Excerpted records:
----
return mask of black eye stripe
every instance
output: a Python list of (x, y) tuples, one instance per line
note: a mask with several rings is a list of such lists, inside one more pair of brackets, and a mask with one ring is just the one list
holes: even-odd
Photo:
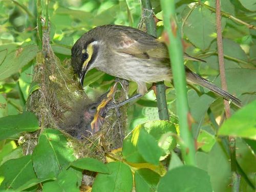
[(97, 57), (97, 55), (98, 54), (98, 51), (99, 49), (98, 47), (96, 45), (94, 45), (93, 46), (93, 54), (92, 55), (92, 57), (91, 57), (91, 59), (88, 62), (88, 64), (87, 64), (87, 66), (86, 66), (86, 71), (87, 71), (87, 69), (93, 63), (93, 61), (94, 61), (94, 60), (95, 60), (96, 58)]
[(88, 53), (83, 53), (82, 54), (82, 59), (83, 61), (85, 61), (86, 59), (88, 58), (89, 56), (88, 55)]

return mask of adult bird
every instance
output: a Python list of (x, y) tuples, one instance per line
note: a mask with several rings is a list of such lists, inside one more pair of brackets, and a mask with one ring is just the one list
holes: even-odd
[[(184, 53), (184, 58), (202, 61)], [(86, 73), (96, 68), (105, 73), (135, 81), (138, 92), (147, 91), (146, 83), (170, 81), (167, 48), (156, 37), (138, 29), (114, 25), (97, 27), (83, 34), (72, 49), (71, 63), (82, 86)], [(205, 87), (236, 105), (236, 97), (185, 67), (187, 82)]]

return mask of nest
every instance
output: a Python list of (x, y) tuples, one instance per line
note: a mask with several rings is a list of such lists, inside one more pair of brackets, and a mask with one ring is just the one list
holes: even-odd
[[(75, 79), (70, 60), (61, 62), (54, 54), (48, 32), (44, 32), (42, 43), (31, 85), (37, 84), (39, 89), (33, 92), (27, 103), (27, 110), (37, 116), (41, 129), (32, 135), (25, 136), (27, 142), (23, 145), (24, 151), (32, 153), (42, 130), (53, 128), (61, 130), (72, 142), (76, 157), (105, 160), (105, 151), (122, 146), (127, 124), (125, 106), (110, 110), (100, 131), (92, 134), (90, 123), (105, 94), (95, 100), (89, 99)], [(124, 87), (127, 89), (128, 86)], [(120, 91), (117, 100), (125, 98), (124, 92)]]

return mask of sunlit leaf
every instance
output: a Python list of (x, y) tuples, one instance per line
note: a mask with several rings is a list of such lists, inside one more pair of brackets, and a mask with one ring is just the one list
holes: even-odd
[(34, 114), (24, 112), (0, 118), (0, 140), (15, 137), (24, 132), (33, 132), (39, 129)]
[(115, 162), (107, 164), (111, 174), (98, 174), (93, 185), (92, 191), (119, 192), (132, 191), (133, 176), (128, 165)]
[(230, 135), (256, 140), (256, 100), (244, 106), (224, 122), (219, 135)]
[(0, 66), (0, 80), (17, 73), (36, 55), (37, 47), (29, 45), (9, 53)]
[(41, 134), (32, 154), (34, 168), (38, 178), (56, 177), (75, 159), (67, 142), (58, 130), (46, 129)]

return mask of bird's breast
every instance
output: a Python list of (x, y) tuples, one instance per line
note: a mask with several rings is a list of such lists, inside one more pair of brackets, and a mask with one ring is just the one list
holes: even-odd
[(156, 60), (143, 59), (133, 56), (112, 56), (106, 63), (97, 67), (111, 75), (135, 82), (151, 83), (170, 80), (168, 65)]

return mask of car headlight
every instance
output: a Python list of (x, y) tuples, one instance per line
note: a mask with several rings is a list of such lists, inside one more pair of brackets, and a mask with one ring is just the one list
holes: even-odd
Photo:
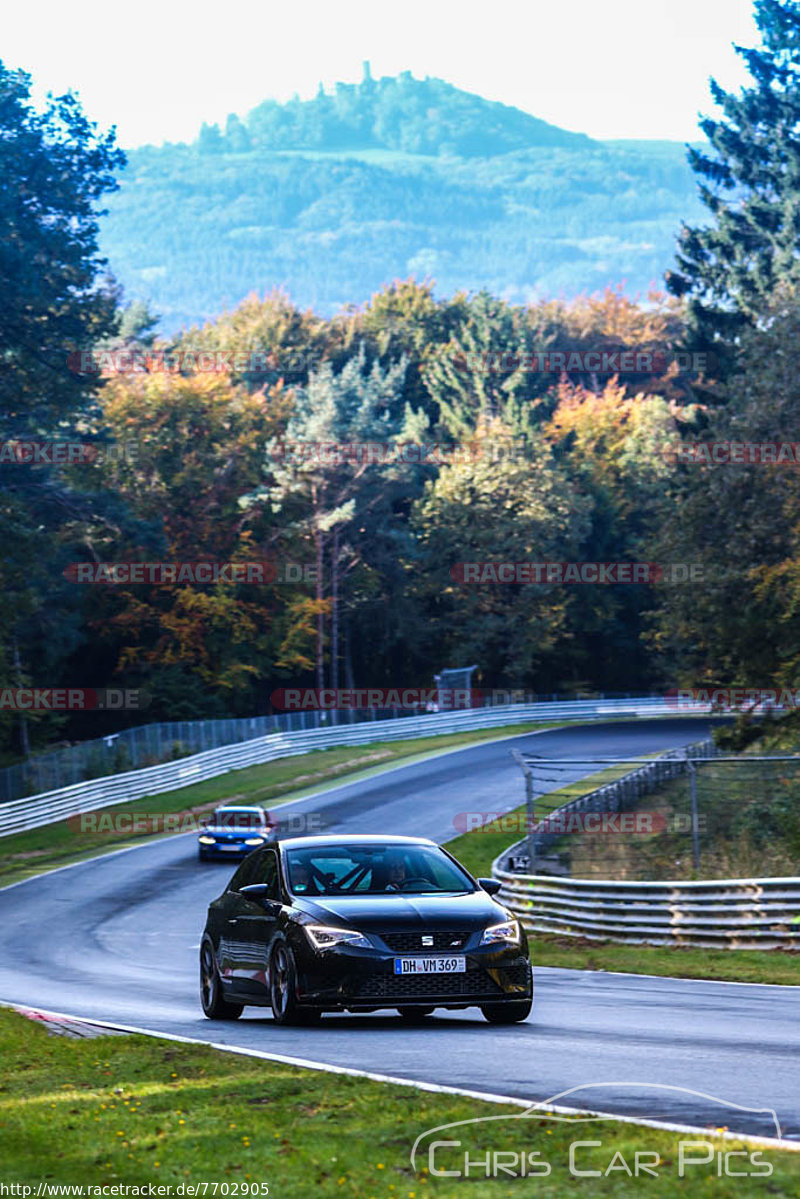
[(519, 945), (519, 924), (516, 920), (504, 920), (483, 929), (481, 945)]
[(360, 948), (371, 950), (372, 941), (368, 941), (362, 933), (355, 929), (333, 928), (329, 924), (303, 924), (308, 940), (315, 950), (330, 950), (335, 945), (357, 945)]

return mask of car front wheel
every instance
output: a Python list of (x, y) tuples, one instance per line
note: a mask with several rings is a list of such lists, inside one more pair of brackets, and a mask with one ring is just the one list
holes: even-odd
[(210, 1020), (237, 1020), (243, 1010), (242, 1004), (229, 1004), (222, 994), (211, 941), (200, 946), (200, 1002)]

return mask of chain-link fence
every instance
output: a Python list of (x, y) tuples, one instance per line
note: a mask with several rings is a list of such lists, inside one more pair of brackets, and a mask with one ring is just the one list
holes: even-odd
[[(639, 767), (546, 817), (536, 825), (536, 854), (547, 851), (576, 879), (796, 876), (800, 754), (710, 757), (692, 747), (687, 759)], [(534, 803), (575, 772), (575, 763), (525, 764)]]

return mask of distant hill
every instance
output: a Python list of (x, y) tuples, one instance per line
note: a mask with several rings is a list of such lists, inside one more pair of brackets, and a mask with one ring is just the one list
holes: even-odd
[(409, 275), (646, 291), (703, 212), (678, 143), (596, 141), (409, 72), (133, 150), (108, 207), (112, 269), (170, 332), (276, 285), (326, 314)]

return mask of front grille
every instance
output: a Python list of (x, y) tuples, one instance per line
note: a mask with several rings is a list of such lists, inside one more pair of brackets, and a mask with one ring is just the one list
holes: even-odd
[(521, 958), (519, 962), (515, 962), (512, 966), (504, 966), (499, 972), (506, 986), (527, 987), (530, 978), (530, 963), (527, 958)]
[(467, 970), (457, 975), (374, 974), (362, 978), (359, 999), (471, 999), (501, 994), (501, 988), (485, 970)]
[[(396, 953), (427, 953), (428, 951), (463, 950), (469, 940), (469, 933), (458, 929), (447, 932), (446, 929), (422, 929), (419, 933), (378, 933), (381, 941), (385, 941), (390, 950)], [(422, 938), (433, 938), (433, 945), (422, 944)]]

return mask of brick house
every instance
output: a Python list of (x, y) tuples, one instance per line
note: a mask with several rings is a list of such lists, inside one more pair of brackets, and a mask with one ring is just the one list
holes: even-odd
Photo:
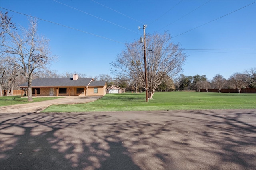
[[(93, 78), (78, 78), (77, 74), (71, 78), (38, 78), (32, 80), (32, 84), (33, 96), (104, 96), (106, 86), (105, 82), (94, 81)], [(20, 86), (22, 92), (23, 88), (28, 88), (28, 83)]]

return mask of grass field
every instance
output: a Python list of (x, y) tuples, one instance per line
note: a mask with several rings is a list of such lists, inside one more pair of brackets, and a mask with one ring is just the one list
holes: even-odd
[(52, 105), (45, 112), (256, 109), (256, 94), (156, 92), (148, 102), (145, 93), (107, 94), (86, 104)]
[(4, 106), (12, 105), (14, 104), (23, 104), (37, 102), (41, 102), (45, 100), (48, 100), (55, 99), (60, 97), (38, 97), (33, 98), (34, 102), (28, 102), (28, 98), (21, 98), (20, 96), (8, 96), (0, 97), (0, 106)]

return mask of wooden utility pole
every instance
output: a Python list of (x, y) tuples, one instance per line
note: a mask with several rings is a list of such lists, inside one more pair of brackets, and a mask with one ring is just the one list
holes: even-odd
[(143, 25), (143, 32), (144, 33), (144, 63), (145, 64), (145, 83), (146, 86), (146, 102), (148, 102), (148, 73), (147, 72), (147, 58), (146, 55), (146, 33), (145, 29), (147, 25)]

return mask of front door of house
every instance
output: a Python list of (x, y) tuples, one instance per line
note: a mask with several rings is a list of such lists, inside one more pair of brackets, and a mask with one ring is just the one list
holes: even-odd
[(49, 96), (53, 96), (53, 88), (50, 88), (50, 94)]

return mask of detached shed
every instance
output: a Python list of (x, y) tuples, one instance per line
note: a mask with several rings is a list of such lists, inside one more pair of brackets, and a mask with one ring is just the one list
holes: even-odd
[(107, 93), (122, 93), (125, 92), (125, 89), (116, 85), (112, 85), (107, 88)]

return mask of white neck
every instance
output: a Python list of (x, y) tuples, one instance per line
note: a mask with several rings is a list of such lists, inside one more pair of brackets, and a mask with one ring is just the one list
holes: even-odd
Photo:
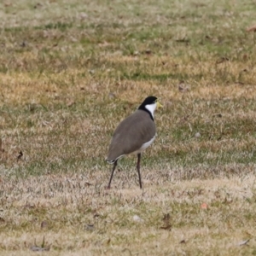
[(146, 105), (145, 108), (151, 113), (153, 118), (154, 118), (154, 112), (156, 108), (156, 103)]

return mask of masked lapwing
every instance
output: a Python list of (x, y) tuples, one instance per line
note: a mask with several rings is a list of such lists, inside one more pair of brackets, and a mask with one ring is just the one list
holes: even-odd
[(137, 169), (139, 177), (140, 188), (143, 188), (140, 173), (140, 161), (142, 152), (154, 140), (156, 131), (154, 120), (154, 112), (162, 105), (154, 96), (147, 97), (138, 109), (125, 119), (114, 131), (109, 146), (107, 161), (113, 164), (108, 189), (110, 189), (111, 181), (118, 160), (125, 154), (137, 154)]

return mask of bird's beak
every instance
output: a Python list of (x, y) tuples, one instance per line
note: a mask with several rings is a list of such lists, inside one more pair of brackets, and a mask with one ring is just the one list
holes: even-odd
[(156, 102), (156, 108), (164, 108), (164, 106), (160, 102)]

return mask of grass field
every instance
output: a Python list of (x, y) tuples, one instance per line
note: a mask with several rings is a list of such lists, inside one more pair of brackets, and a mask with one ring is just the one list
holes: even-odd
[[(255, 12), (2, 1), (0, 254), (256, 255)], [(113, 130), (149, 95), (143, 189), (129, 156), (107, 190)]]

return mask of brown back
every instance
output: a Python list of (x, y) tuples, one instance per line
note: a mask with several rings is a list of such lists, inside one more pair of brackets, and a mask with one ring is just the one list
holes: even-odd
[(116, 128), (108, 150), (108, 160), (115, 160), (122, 154), (139, 149), (155, 135), (155, 125), (148, 113), (137, 110)]

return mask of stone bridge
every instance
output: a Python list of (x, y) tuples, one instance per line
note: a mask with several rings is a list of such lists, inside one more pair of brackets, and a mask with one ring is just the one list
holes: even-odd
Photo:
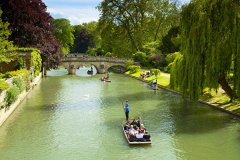
[(104, 74), (112, 66), (126, 67), (126, 59), (88, 56), (86, 54), (69, 54), (62, 58), (61, 65), (68, 70), (68, 74), (75, 74), (76, 70), (85, 65), (93, 65), (97, 74)]

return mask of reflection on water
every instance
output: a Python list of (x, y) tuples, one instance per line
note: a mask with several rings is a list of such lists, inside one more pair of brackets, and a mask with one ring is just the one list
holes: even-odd
[[(239, 159), (239, 119), (122, 75), (105, 83), (87, 70), (48, 73), (0, 128), (0, 159)], [(124, 139), (125, 99), (152, 145)]]

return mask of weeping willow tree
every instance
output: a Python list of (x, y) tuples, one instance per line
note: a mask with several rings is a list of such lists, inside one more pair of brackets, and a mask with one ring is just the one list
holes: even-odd
[(240, 96), (240, 1), (193, 0), (183, 7), (181, 31), (182, 56), (174, 62), (171, 87), (194, 100), (204, 87), (219, 85), (231, 100)]

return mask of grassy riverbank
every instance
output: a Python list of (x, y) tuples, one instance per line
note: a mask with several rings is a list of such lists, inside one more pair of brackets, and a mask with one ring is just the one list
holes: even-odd
[[(145, 71), (141, 69), (140, 71), (130, 74), (129, 72), (126, 72), (125, 74), (140, 78), (140, 74), (144, 73)], [(152, 82), (155, 79), (155, 76), (150, 76), (148, 78), (144, 78), (144, 80), (148, 82)], [(169, 88), (170, 84), (170, 74), (161, 72), (160, 76), (157, 78), (158, 85)], [(170, 88), (169, 88), (170, 89)], [(228, 112), (232, 112), (233, 114), (240, 116), (240, 100), (235, 100), (234, 102), (229, 102), (229, 97), (225, 94), (225, 92), (222, 89), (218, 90), (209, 90), (205, 89), (203, 96), (201, 96), (200, 101), (206, 102), (212, 106), (218, 107), (220, 109), (223, 109)]]

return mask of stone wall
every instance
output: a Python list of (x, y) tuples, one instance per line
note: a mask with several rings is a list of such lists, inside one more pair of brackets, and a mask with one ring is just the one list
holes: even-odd
[[(23, 91), (17, 98), (17, 100), (11, 104), (8, 108), (0, 109), (0, 126), (7, 120), (7, 118), (11, 115), (11, 113), (18, 107), (18, 105), (22, 102), (22, 100), (27, 96), (27, 94), (36, 86), (40, 80), (42, 75), (39, 74), (33, 82), (31, 83), (31, 88), (28, 91)], [(4, 97), (6, 95), (6, 91), (3, 91), (0, 96), (0, 103), (3, 102)]]

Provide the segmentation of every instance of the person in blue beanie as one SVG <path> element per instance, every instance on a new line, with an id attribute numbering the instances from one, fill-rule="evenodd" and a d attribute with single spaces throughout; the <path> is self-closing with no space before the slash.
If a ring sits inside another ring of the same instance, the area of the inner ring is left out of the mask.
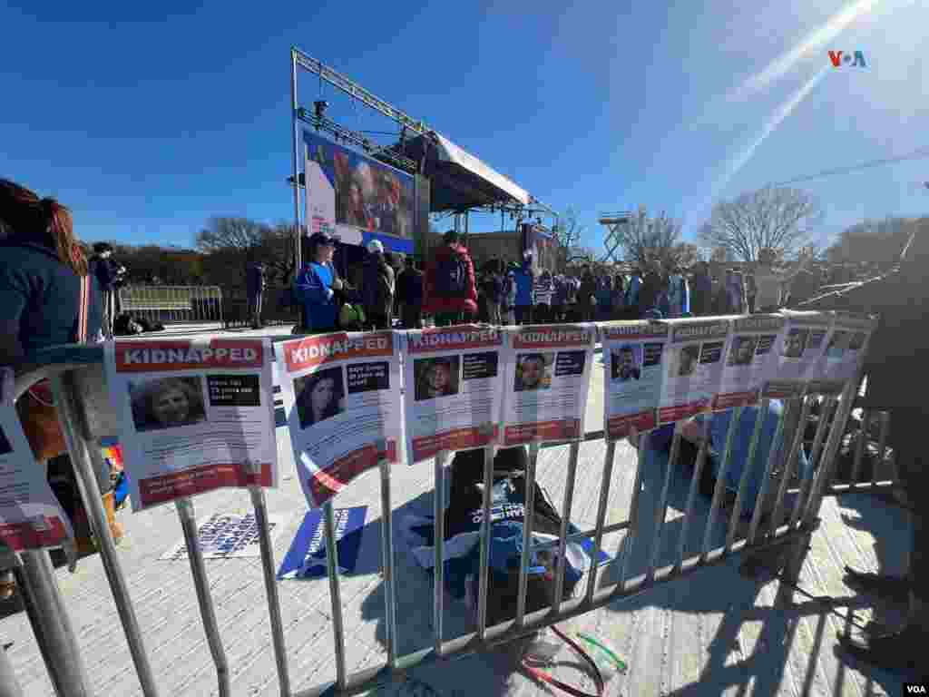
<path id="1" fill-rule="evenodd" d="M 342 281 L 333 267 L 335 238 L 317 232 L 309 238 L 313 260 L 297 276 L 297 297 L 303 303 L 306 330 L 312 333 L 334 332 L 336 328 L 335 291 L 342 290 Z"/>
<path id="2" fill-rule="evenodd" d="M 767 459 L 771 449 L 780 448 L 783 445 L 782 440 L 779 440 L 776 443 L 774 437 L 778 429 L 778 420 L 784 411 L 784 405 L 779 400 L 771 400 L 767 415 L 765 418 L 765 423 L 762 424 L 761 432 L 758 436 L 754 461 L 751 464 L 748 463 L 752 436 L 754 433 L 755 421 L 758 419 L 759 411 L 760 409 L 757 406 L 742 408 L 741 416 L 736 425 L 732 453 L 730 454 L 729 464 L 726 471 L 726 503 L 731 504 L 735 500 L 736 493 L 739 491 L 742 472 L 745 471 L 746 467 L 751 467 L 752 468 L 742 504 L 742 518 L 751 518 L 754 511 L 754 502 L 758 497 L 758 493 L 761 491 L 762 479 L 765 475 L 765 468 L 767 467 Z M 725 412 L 716 412 L 710 417 L 712 420 L 710 423 L 709 449 L 707 451 L 708 459 L 703 467 L 703 477 L 700 480 L 700 493 L 708 497 L 713 495 L 716 479 L 719 476 L 723 453 L 726 450 L 726 437 L 729 432 L 732 414 L 732 410 L 726 410 Z M 696 461 L 700 441 L 703 435 L 703 424 L 706 418 L 702 414 L 695 416 L 681 426 L 681 462 L 693 465 Z M 674 433 L 674 424 L 668 424 L 656 428 L 649 434 L 648 447 L 654 450 L 670 451 Z M 687 444 L 685 444 L 685 441 Z M 812 474 L 809 461 L 803 448 L 800 448 L 797 453 L 797 460 L 794 463 L 792 470 L 798 473 L 802 480 L 805 480 Z"/>

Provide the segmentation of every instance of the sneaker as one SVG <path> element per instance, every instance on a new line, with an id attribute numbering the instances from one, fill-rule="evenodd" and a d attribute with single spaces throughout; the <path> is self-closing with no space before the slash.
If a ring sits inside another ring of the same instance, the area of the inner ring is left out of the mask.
----
Instructions for the task: Arrange the items above as a two-column CSV with the columns text and answer. Start at the line containing "return mask of brick house" and end at the line containing "97), (0, 106)]". Give one row per item, putting each value in a single quoted field with line breaks turned into spaces, and leave the pictures out.

Worked solution:
text,answer
"return mask of brick house every instance output: a Python list of (x, y) tuples, one instance per line note: a mask with several rings is a list of such lists, inside one more pair of brackets, and a mask with one ring is just the one list holes: even-odd Photo:","[[(93, 78), (78, 78), (77, 74), (71, 78), (38, 78), (32, 80), (32, 84), (33, 96), (104, 96), (106, 86), (105, 82), (94, 81)], [(20, 86), (22, 92), (23, 88), (28, 88), (28, 83)]]"
"return mask of grass field every instance output: a Python list of (x, y) tuples, one instance per line note: a mask with several rings is a list of such lists, inside one more pair of brackets, and a mask with one ring is just the one list holes: even-odd","[(52, 105), (45, 112), (256, 109), (256, 94), (156, 92), (148, 102), (145, 93), (107, 94), (86, 104)] [(4, 106), (12, 105), (14, 104), (23, 104), (37, 102), (41, 102), (45, 100), (48, 100), (55, 99), (60, 97), (38, 97), (33, 98), (34, 102), (28, 102), (28, 98), (21, 98), (20, 96), (8, 96), (0, 97), (0, 106)]"